Introduction

Although Zoom has had many silver linings for LLI and its members, one thing that has been sadly missing for us is the chance to gather together before or between classes, fill up a cup of coffee and a plate with some fruit, cheese, or treats and sit down to chat with each other. We miss it! And that feeling makes us know why we have to celebrate the decade that Martha Nickels devoted to making our Hospitality Room possible. “Truthfully, LLI has been so wonderful to me, it was worth doing,”  she said. Thank you, Martha. You have helped make LLI wonderful for all of us.

An Original Member of LLI

Martha is an original member of LLI. She saw a notice about it in the newspaper and decided to sign up. In moving to Rhinebeck from Long Island, she had in mind the possibility of auditing classes at Bard. When Martha learned what LLI offered, she saw it as just the opportunity she had been seeking. “If I could get a job going to school, I would.” As part of LLI, she didn’t have to beg professors to let her audit, and she didn’t have to commit to attending a class two to three days a week.

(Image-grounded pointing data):
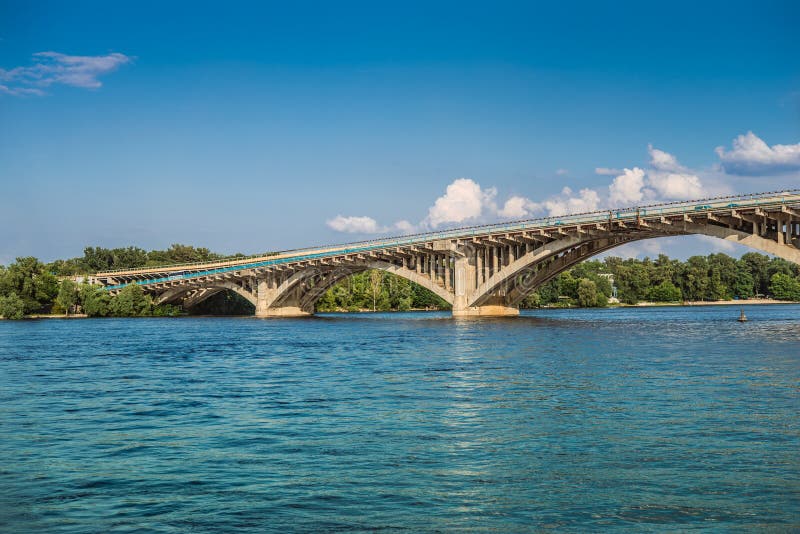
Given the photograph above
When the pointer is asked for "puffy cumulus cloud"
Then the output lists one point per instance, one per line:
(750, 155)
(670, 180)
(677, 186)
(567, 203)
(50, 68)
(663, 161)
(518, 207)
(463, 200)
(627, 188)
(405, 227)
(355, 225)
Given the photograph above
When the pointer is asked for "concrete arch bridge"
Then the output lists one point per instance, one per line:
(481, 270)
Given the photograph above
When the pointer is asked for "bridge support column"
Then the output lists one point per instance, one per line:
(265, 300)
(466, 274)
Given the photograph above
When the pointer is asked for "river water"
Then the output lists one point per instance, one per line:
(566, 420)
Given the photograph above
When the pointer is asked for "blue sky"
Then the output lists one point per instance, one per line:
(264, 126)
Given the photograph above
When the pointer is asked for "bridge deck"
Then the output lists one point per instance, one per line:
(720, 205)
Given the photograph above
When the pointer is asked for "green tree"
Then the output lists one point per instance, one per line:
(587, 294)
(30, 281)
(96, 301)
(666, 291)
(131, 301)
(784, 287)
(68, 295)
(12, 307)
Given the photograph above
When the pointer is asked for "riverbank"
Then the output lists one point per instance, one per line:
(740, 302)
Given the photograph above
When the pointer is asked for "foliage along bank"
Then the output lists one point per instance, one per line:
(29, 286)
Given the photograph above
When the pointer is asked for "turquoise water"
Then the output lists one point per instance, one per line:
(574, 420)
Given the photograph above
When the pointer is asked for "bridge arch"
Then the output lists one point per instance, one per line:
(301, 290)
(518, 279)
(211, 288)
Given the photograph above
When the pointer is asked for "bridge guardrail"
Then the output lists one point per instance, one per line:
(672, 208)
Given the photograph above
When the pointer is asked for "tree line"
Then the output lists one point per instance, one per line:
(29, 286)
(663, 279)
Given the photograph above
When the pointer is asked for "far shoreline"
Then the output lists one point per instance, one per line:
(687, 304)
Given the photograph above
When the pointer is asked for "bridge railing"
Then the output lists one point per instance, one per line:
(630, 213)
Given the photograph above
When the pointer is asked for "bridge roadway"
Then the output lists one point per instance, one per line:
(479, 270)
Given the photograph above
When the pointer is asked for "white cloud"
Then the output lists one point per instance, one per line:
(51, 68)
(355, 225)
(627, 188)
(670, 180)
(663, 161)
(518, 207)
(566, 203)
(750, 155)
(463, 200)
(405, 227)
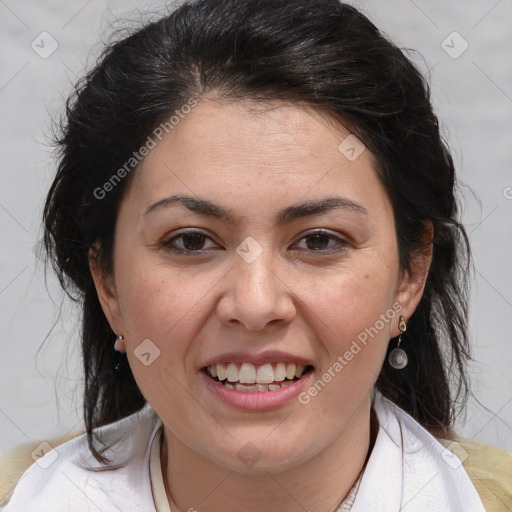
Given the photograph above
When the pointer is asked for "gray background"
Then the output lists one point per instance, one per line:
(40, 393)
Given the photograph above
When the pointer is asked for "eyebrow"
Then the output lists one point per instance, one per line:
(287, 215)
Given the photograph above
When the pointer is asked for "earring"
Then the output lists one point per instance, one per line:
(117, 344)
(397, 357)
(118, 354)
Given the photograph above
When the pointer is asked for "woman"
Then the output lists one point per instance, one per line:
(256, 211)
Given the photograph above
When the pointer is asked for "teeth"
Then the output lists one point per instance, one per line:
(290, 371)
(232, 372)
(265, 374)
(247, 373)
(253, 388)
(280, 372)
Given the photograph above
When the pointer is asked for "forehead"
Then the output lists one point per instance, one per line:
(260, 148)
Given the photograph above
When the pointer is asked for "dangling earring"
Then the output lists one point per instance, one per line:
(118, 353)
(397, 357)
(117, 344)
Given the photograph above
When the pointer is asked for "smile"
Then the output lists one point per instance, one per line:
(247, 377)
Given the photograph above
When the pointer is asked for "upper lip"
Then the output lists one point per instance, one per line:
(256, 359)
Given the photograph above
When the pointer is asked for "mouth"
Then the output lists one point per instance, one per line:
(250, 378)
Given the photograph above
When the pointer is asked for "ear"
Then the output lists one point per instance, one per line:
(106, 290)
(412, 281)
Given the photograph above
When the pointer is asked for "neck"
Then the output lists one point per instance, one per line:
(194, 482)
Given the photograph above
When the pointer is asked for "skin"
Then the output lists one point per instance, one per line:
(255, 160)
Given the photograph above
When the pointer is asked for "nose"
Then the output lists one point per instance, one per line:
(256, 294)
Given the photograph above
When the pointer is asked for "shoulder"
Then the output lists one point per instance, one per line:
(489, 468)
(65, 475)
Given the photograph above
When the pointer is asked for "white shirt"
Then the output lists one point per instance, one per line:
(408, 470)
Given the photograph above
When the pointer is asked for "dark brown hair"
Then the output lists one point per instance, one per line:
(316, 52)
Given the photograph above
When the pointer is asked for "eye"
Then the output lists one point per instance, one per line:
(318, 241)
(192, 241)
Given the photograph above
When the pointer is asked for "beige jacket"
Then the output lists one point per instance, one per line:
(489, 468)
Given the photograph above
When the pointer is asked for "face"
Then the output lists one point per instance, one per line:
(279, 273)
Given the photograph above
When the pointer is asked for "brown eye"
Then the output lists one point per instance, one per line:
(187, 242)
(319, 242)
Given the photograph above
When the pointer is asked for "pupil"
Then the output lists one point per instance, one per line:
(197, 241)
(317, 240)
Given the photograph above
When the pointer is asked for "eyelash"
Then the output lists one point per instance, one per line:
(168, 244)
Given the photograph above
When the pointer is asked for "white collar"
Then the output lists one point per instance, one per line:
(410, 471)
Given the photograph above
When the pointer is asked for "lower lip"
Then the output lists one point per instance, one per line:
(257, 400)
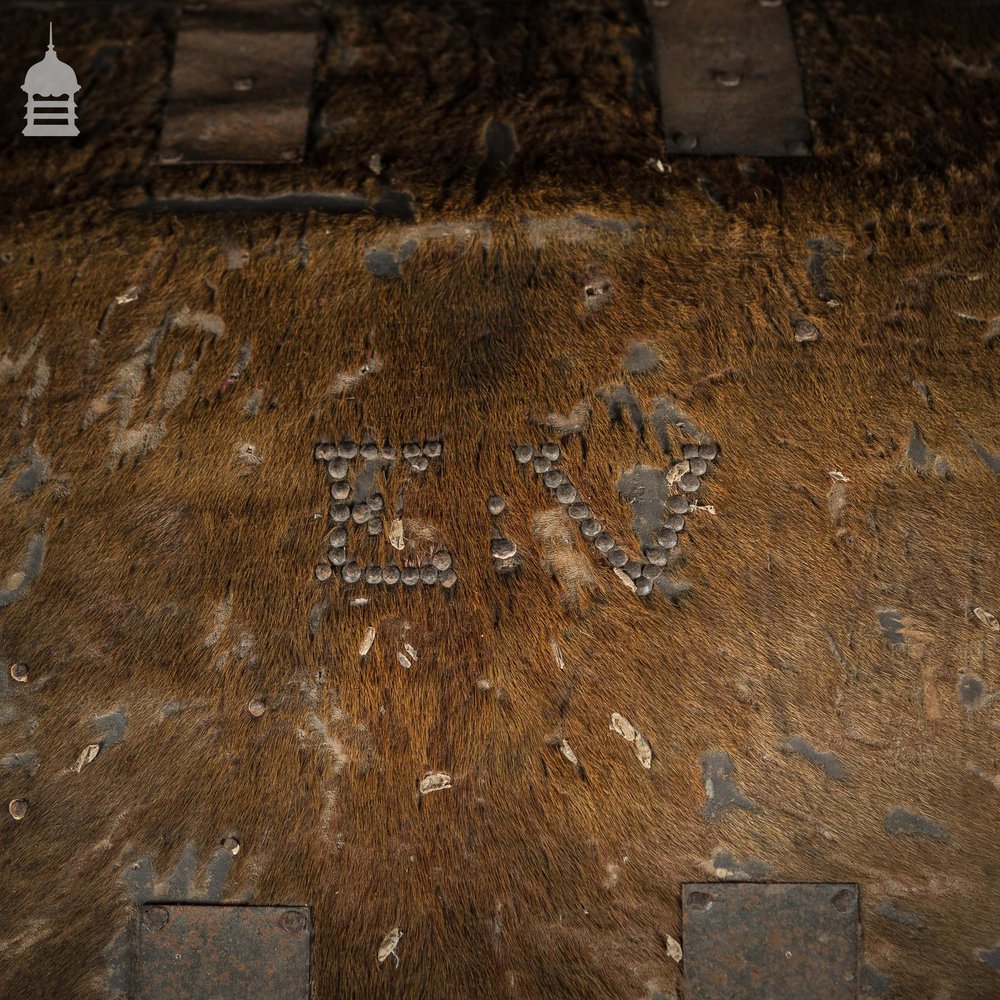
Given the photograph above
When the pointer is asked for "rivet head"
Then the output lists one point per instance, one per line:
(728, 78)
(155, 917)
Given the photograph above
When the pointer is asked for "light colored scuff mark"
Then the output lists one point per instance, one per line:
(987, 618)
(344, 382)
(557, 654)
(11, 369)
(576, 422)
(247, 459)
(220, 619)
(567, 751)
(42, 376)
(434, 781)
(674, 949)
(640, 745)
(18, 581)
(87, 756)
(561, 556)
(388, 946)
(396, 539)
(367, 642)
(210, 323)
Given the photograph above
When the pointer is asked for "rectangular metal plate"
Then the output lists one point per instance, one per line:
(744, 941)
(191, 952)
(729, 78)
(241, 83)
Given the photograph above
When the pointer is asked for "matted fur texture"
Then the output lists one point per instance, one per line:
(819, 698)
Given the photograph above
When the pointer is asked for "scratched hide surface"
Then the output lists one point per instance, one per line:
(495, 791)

(What you should do): Restate the text about Martha Nickels between "Although Zoom has" and "for all of us.", inclusive, substituting "Gathering Room" for "Hospitality Room". The data above is separate material, unrelated to the text about Martha Nickels.

(Reply):
Although Zoom has had many silver linings for LLI and its members, one thing that has been sadly missing for us is the chance to gather together before or between classes, fill up a cup of coffee and a plate with some fruit, cheese, or treats and sit down to chat with each other. We miss it! And that feeling makes us know why we have to celebrate the decade that Martha Nickels devoted to making our Gathering Room possible. “Truthfully, LLI has been so wonderful to me, it was worth doing,”  she said. Thank you, Martha. You have helped make LLI wonderful for all of us.